> Исходный текст
════════════════

Итакъ, Россія опять вдалась въ мечту европейскаго концерта. Politische Correspondenz, хорошо свѣдущая въ кабинетныхъ переговорахъ, сообщала, что первый починъ вмѣшательства четырехъ державъ (Германіи, Австріи, Италіи и Россіи) въ дѣла Египта принадлежитъ Россіи и что русскій посолъ г. Новиковъ, въ засѣданіи, происходившемъ въ первыхъ числахъ февраля, у германскаго повѣреннаго въ Константинополѣ Гиршфельда, предлагалъ проектъ отвѣтной ноты союзнымъ Франціи и Англія.

════════════════

> Задания
a. Переведите на английский язык первое предложение текста о египетском вопросе: «Итакъ, Россія опять вдалась въ мечту европейскаго концерта.»
b. Продолжите текст о египетском вопросе, начав сразу после его последнего предложения.
Записи не имеют отношения к тексту о египетском вопросе.

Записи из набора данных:

════════════════

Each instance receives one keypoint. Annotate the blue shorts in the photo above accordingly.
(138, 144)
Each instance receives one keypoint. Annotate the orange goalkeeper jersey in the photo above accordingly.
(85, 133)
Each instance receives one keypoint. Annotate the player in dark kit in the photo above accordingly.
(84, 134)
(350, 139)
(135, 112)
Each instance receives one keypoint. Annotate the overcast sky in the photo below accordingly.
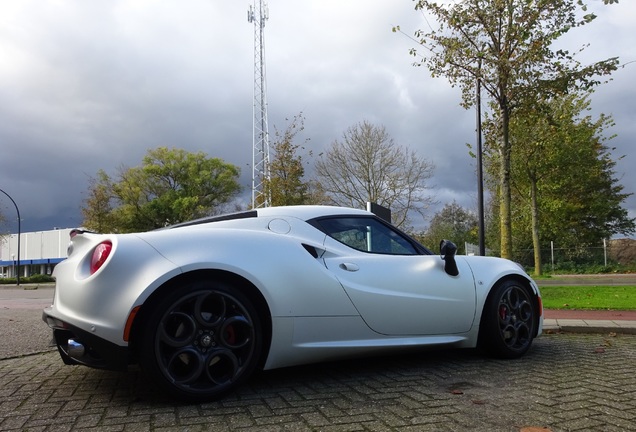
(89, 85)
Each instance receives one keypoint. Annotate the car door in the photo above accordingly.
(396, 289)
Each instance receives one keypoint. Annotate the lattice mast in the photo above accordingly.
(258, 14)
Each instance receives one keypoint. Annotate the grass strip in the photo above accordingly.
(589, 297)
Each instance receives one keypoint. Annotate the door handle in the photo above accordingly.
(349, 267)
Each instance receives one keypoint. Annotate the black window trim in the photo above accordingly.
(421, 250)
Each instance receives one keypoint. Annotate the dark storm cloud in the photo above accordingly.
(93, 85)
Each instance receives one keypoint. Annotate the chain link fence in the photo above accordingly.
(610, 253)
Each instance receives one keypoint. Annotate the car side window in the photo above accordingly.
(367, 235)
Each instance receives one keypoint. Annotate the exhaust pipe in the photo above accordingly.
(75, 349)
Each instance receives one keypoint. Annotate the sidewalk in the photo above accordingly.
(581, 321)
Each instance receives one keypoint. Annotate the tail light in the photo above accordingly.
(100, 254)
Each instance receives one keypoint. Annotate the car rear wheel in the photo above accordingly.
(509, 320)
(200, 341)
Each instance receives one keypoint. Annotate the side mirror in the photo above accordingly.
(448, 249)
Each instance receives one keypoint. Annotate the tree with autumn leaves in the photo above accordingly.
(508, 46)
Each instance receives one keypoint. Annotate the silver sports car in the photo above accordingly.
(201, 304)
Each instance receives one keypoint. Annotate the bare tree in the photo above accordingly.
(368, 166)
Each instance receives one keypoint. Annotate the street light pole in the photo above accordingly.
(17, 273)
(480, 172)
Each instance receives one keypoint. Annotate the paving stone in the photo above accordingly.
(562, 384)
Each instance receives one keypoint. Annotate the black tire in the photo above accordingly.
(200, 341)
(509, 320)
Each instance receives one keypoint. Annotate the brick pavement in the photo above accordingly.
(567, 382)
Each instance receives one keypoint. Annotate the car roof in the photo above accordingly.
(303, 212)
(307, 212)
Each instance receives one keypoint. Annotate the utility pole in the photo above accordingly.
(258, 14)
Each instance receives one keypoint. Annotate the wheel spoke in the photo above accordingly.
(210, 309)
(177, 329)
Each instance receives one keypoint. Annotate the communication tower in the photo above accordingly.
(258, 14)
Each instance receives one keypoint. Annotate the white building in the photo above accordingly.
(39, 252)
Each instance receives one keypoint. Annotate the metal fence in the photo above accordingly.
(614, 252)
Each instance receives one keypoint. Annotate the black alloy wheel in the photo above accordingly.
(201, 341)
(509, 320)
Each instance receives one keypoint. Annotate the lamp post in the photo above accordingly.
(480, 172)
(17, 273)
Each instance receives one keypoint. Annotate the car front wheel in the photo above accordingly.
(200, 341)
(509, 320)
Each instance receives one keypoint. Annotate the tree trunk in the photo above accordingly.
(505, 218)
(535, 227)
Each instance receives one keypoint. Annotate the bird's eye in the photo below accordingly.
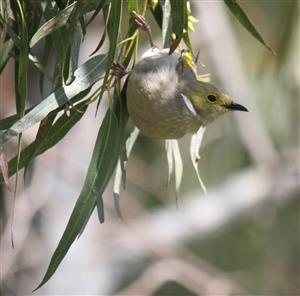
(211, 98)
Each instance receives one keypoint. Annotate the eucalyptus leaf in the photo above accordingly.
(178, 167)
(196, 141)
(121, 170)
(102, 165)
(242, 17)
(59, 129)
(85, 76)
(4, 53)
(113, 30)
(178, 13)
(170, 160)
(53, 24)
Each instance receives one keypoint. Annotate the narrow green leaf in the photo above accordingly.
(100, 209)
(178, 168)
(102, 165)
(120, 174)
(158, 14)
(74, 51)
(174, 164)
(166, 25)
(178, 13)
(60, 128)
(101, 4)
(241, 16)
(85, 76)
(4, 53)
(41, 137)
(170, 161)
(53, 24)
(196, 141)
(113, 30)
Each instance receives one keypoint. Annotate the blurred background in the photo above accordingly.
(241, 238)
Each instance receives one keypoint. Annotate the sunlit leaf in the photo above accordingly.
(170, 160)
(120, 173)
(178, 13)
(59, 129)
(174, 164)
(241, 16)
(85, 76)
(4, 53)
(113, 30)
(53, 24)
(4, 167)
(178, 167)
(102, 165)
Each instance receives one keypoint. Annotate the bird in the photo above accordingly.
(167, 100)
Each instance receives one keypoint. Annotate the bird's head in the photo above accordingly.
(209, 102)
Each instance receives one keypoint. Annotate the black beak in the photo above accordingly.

════════════════

> Ответы к заданиям
a. So Russia has once again indulged in the dream of a European concert.

b.
Несомнѣнно, Россія вновь увлечена была интригою, потому что, имѣя менѣе всѣхъ другихъ державъ интересовъ въ Египтѣ, она менѣе всего имѣла надобности поддерживать здѣсь чьи-либо другіе интересы. Еще въ февралѣ лордъ Гренвиль заявилъ въ парламентѣ, что въ египетскомъ вопросѣ финансовый англо-французскій контроль, свободный путь чрезъ Суэзскій каналъ и невмѣшательство Турціи суть три пункта, которые должны быть устранены изъ общаго обсужденія, ибо прочія державы признали эти высшіе интересы Франціи и Англіи. Если это такъ, то Россія была обезпечена насчетъ Суэзскаго канала, а затѣмъ что же важнаго оставалось для обсужденія въ европейскомъ концертѣ, гдѣ бы Россія могла съ исключительною для себя пользою принять участіе? Не былъ ли европейскій концертъ лишь благовидною завѣсою для интриги другой державы, которая натолкнула на него Россію?
Объяснительная въ итальянской палатѣ рѣчь министра иностранныхъ дѣлъ Манчини приподнимаетъ отчасти эту завѣсу.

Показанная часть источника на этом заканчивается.